# GIVEN PROBLEM
Quote the items below exactly, from the line containing "Task: the pointer indicates each instance of the tv" through the line containing "[[413, 564], [699, 27]]", with both of those lines included.
────────────────────────────────────────
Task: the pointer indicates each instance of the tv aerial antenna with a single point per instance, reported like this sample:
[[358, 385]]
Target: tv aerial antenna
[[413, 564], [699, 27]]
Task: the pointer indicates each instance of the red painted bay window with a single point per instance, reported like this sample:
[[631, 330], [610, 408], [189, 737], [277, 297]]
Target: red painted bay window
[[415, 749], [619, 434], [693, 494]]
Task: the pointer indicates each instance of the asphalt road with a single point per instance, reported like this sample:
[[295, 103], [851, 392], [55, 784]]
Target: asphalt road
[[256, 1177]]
────────────────────────────────────────
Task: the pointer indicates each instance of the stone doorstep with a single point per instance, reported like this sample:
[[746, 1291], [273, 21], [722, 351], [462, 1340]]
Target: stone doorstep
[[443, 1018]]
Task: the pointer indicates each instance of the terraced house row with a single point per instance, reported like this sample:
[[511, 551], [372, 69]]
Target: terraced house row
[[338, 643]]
────────────────────────────────────────
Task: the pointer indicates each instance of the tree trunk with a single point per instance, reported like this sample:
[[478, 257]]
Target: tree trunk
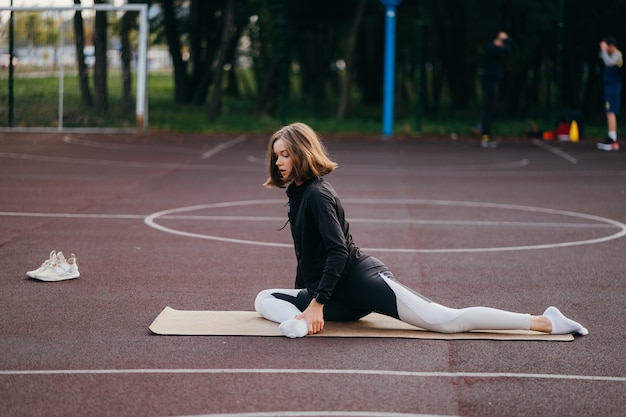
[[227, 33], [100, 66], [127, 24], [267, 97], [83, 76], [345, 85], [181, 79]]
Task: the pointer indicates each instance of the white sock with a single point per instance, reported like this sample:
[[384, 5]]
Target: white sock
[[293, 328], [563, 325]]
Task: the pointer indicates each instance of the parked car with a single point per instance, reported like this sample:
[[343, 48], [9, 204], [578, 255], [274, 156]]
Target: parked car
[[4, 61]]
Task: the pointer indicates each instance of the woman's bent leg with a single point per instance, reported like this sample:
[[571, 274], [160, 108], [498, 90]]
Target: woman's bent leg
────────────────────────────────────────
# RESPONSE BELOW
Task: the pointer indicates each instance of the tv aerial antenna with a single point per instance, reported like this sample:
[[358, 385]]
Target: tv aerial antenna
[[413, 564], [699, 27]]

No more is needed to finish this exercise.